#### [Tâche demandée A]
Recopiez à l'identique les lignes des enregistrements ci-dessous, depuis celle qui contient "Indicate a point on each instance of the monitor" jusqu'à celle qui contient "x=633, y=599", toutes deux comprises.

━━━━━ Texte source ━━━━━

Nota : Cet essai a été communiqué par l'auteur au Commissariat à la protection de la vie privée pour le Project d'inspection approfondie des paquets.
Résumé
La fonction d’un nœud intermédiaire dans Internet est de transférer chaque paquet à un autre nœud plus proche du destinataire. L’inspection approfondie des paquets fait intervenir un nœud intermédiaire qui s’introduit également dans le paquet.
L’inspection de l’en-tête, et même du contenu du message, peut être consensuelle. Même si elle ne l’est pas, elle peut s’avérer avantageuse pour toutes les parties. Cependant, la prolifération de l’accès non consensuel et non contrôlé menace de miner le caractère ouvert et public d’Internet comme on le connaît, depuis sa création il y a 15 ans.
Pire encore, ces intrusions représentent une menace pour les communications sur Internet, qui pourraient devenir beaucoup moins libres que celles des résidants de pays relativement libres de la période préInternet.
1. Introduction
Le terme « inspection approfondie des paquets » désigne une technique que l’on impose aux réseaux de communication de données afin d’explorer les contenus du trafic. Dans le cadre de ce bref exposé, nous vous mettons en contexte, avant de vous offrir un aperçu de la technique ainsi qu’une brève analyse de ses incidences.
Le terme « paquet » est ambigu, et il y a des avantages à ne pas l’employer. On utilise ici le terme plus explicite de « message » pour désigner ce qui est transféré de l’expéditeur au destinataire.
2. L’infrastructure de passage de messages sur Internet
Internet comprend un très grand nombre de nœuds, qui sont tous des ordinateurs capables de réaliser une grande variété de fonctions. Les messages sont créés dans un « nœud d’envoi » et envoyés à un « nœud de réception ». Pour se rendre de l’expéditeur au destinataire, les messages passent par beaucoup d’autres nœuds, qui sont communément appelés « nœuds intermédiaires ». En général, le nombre de nœuds intermédiaires par lesquels passent les messages est d’environ 20. Un gros message est divisé en autant de parties qu’il faut pour respecter la taille maximum de message que les nœuds intermédiaires peuvent traiter.
La tâche d’un nœud intermédiaire est d’évaluer à quel nœud il doit transférer chaque message pour pouvoir le livrer au destinataire voulu ou pour l’en rapprocher. Le concept d’« inspection approfondie des paquets » exige du nœud intermédiaire qu’il accomplisse plus que cette simple tâche. Pour analyser les incidences de la technique, il est nécessaire de comprendre un peu les couches de traitement impliquées dans la transmission de données.

━━━━━ Données fournies ━━━━━

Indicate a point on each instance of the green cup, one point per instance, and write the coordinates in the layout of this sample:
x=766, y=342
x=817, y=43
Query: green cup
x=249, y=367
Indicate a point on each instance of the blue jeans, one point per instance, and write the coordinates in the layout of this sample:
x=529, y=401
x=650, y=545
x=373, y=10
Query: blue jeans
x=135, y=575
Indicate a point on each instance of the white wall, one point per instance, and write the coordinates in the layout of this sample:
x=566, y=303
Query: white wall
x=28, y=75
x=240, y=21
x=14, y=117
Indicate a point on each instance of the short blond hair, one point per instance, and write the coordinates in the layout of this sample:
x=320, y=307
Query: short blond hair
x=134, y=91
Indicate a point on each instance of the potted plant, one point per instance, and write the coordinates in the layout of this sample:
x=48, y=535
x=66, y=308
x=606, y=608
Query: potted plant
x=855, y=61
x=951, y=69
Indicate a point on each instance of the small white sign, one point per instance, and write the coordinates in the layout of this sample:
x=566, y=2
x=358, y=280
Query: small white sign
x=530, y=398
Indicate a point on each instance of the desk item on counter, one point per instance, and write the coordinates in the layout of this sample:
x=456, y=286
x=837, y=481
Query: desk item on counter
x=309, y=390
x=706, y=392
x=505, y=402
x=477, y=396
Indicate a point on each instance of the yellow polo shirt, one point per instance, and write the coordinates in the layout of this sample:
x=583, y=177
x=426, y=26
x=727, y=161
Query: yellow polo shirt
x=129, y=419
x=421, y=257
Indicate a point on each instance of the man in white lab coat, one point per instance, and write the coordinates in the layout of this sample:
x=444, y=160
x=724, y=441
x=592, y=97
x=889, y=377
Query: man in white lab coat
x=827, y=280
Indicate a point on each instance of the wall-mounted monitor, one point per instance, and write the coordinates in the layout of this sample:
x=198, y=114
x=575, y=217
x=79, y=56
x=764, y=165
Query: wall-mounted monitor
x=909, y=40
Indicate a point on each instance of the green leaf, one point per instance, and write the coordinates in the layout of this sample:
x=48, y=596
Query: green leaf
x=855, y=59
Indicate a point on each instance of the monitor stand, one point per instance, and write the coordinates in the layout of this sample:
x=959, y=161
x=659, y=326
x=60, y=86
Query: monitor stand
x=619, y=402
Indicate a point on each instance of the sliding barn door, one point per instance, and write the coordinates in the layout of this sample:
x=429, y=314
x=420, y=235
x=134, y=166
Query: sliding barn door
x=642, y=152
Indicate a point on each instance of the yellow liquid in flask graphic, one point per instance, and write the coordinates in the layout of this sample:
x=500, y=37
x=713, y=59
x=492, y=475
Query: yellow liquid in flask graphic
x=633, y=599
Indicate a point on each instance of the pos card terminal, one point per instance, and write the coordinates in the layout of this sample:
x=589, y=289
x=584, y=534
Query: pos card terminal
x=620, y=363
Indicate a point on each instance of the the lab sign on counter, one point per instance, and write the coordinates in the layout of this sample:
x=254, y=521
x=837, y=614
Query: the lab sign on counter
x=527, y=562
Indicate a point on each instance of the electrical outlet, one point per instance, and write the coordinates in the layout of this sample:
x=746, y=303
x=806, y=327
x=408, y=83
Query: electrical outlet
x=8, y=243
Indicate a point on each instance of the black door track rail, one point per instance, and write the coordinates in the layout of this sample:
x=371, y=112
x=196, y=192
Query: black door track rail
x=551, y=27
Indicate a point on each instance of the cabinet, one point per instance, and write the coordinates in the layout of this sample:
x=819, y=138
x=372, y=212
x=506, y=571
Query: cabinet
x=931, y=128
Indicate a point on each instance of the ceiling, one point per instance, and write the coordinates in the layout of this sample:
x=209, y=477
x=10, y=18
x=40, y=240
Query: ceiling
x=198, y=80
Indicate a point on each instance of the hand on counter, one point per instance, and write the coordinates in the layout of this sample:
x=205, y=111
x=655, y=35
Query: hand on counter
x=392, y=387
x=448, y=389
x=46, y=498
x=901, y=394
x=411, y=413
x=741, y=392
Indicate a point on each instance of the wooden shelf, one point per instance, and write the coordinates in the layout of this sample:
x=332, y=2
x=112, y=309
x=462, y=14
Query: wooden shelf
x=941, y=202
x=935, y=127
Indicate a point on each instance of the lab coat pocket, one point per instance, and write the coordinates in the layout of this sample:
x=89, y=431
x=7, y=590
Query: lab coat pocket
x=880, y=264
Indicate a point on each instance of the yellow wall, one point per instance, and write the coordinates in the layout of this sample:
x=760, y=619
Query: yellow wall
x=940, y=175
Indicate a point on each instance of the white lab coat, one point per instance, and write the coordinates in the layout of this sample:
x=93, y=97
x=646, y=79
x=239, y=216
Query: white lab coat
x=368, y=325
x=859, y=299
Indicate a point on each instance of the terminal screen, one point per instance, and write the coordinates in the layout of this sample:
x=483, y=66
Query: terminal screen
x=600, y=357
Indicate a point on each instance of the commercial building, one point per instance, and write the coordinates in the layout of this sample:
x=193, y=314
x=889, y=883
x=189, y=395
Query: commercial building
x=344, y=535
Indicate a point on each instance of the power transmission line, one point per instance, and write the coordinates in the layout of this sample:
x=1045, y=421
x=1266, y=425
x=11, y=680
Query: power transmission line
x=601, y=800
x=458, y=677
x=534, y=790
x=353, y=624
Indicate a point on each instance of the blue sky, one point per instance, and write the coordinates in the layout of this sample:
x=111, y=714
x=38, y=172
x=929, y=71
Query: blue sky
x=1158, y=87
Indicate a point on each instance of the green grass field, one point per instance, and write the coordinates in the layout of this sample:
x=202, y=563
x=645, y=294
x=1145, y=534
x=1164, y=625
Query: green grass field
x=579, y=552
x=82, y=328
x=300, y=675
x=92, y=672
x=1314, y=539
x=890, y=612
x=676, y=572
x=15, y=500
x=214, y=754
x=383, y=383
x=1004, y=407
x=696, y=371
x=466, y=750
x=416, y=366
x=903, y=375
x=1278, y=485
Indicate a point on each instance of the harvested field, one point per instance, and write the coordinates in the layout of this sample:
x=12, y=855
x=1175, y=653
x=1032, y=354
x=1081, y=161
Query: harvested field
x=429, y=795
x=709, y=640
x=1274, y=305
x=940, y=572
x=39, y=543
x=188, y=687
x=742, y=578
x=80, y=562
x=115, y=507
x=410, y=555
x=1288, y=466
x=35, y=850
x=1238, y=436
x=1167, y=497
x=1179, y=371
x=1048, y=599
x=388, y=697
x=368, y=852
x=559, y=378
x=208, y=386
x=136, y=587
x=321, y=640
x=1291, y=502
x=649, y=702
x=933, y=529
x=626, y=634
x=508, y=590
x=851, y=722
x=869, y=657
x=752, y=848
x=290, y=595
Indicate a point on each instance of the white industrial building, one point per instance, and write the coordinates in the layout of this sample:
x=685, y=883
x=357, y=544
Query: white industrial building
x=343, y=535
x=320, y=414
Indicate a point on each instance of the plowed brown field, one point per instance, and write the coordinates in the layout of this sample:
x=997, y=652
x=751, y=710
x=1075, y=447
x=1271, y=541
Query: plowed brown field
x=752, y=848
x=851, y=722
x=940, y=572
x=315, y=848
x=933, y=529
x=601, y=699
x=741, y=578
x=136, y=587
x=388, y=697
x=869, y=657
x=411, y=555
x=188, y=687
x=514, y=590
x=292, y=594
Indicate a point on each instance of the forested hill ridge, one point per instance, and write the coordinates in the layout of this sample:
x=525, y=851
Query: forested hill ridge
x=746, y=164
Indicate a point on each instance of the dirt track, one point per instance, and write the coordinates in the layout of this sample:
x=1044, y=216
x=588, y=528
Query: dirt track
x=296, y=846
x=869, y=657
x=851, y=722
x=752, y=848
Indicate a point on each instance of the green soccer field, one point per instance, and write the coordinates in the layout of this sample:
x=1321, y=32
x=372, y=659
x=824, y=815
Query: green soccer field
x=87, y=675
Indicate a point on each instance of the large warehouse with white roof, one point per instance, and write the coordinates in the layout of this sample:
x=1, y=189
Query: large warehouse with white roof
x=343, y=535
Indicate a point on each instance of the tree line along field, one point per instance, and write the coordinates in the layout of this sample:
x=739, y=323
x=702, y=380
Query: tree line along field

━━━━━

#### [Tâche demandée B]
Rédigez la suite du texte sur l'inspection approfondie des paquets, à partir de sa dernière phrase.

#### [Réponse écrite A]
Indicate a point on each instance of the monitor stand, one point per instance, and write the coordinates in the layout of this sample:
x=959, y=161
x=659, y=326
x=60, y=86
Query: monitor stand
x=619, y=402
Indicate a point on each instance of the sliding barn door, one point per instance, and write the coordinates in the layout of this sample:
x=429, y=314
x=420, y=235
x=134, y=166
Query: sliding barn door
x=642, y=152
Indicate a point on each instance of the yellow liquid in flask graphic, one point per instance, and write the coordinates in the layout of this sample:
x=500, y=37
x=713, y=59
x=492, y=475
Query: yellow liquid in flask graphic
x=633, y=599

#### [Réponse écrite B]
Pour qu’ils puissent être utilisés à des fins de transmission de données, les médias bruts (comme les câbles et les ondes radio) nécessitent beaucoup de compétences en ingénierie électronique, d’infrastructures, de matériel et de logiciels. Ces compétences sont intégrées dans des « protocoles » (règles d’engagement) qui sont appliqués par des logiciels dans les nœuds d’envoi, les nœuds intermédiaires et les nœuds de réception.
L’interprétation des chiffres binaires qui sont transmis par ces médias requiert un type de compétences plus poussé et différent. Une autre couche de logiciels exécute ces fonctions. Elle applique une autre série de protocoles, et dépend de l’adresse de l’expéditeur et de celle du destinataire ainsi que d’autres données administratives stockées dans les en-têtes qui sont ajoutées au contenu du message sous-jacent.
Le transfert de groupes de bits d’un nœud au suivant nécessite encore une fois des compétences différentes, un certain nombre de protocoles, des progiciels dans chaque nœud et un en-tête supplémentaire associé au message. La fragmentation de gros messages en petits et la reconstruction de ces petits messages pour retrouver le message d’origine requièrent une autre couche constituée elle aussi de compétences, de protocoles, de logiciels et d’en-têtes. La transmission de la sémantique du message nécessite également une autre couche constituée de ces mêmes éléments.
Bref, la transmission d’un message d’un nœud d’envoi à un nœud de réception, en passant par des nœuds intermédiaires, implique une multitude de protocoles, de logiciels et d’en-têtes. Un aperçu de la pile de protocoles nécessaires est présenté dans le premier des schémas ci-dessous; le deuxième schéma illustre les en-têtes
Schéma 1 : La pile de protocoles
Schéma 2 : Le message et l’accumulation d’en-têtes
3. Les nœuds intermédiaires normaux
Les nœuds intermédiaires intègrent un certain nombre de progiciels pour réaliser les diverses fonctions requises à chaque niveau de la pile de protocoles. Le terme le plus courant pour ces logiciels est « routeur ». Utilisé correctement, ce terme s’applique au logiciel qui tourne au niveau intermédiaire de la pile et qui gère le protocole IP. Le logiciel routeur dépend des logiciels du niveau inférieur (commutateurs et concentrateurs).
Le terme « routeur » est par contre souvent utilisé de façon trompeuse. Il peut désigner toutes les couches du logiciel combinées plutôt qu’une seule couche. Il désigne aussi souvent le dispositif (le « nœud intermédiaire ») plutôt que le logiciel seulement.
Lorsqu’il remplit son rôle de station intermédiaire qui transmet des messages d’un expéditeur à un destinataire, le logiciel d’un nœud intermédiaire n’a qu’à consulter l’en-tête associé au protocole approprié. Il n’a absolument pas le besoin intrinsèque d’examiner les en-têtes sous-jacents associés aux protocoles des niveaux supérieurs, et encore moins les données contenues dans le message. Ainsi, un nœud intermédiaire normal fait ce qui est requis pour transmettre les messages, et rien de plus. Sur le schéma 1, ce travail correspond à celui réalisé dans la couche réseau par le logiciel appelé routeur.
4. Les nœuds intermédiaires en tant qu’agents
Un certain nombre de circonstances font qu’un nœud intermédiaire peut remplir des fonctions supplémentaires, en tant qu’agent de l’expéditeur ou du destinataire. Un terme général pour désigner un tel logiciel est « serveur mandataire ».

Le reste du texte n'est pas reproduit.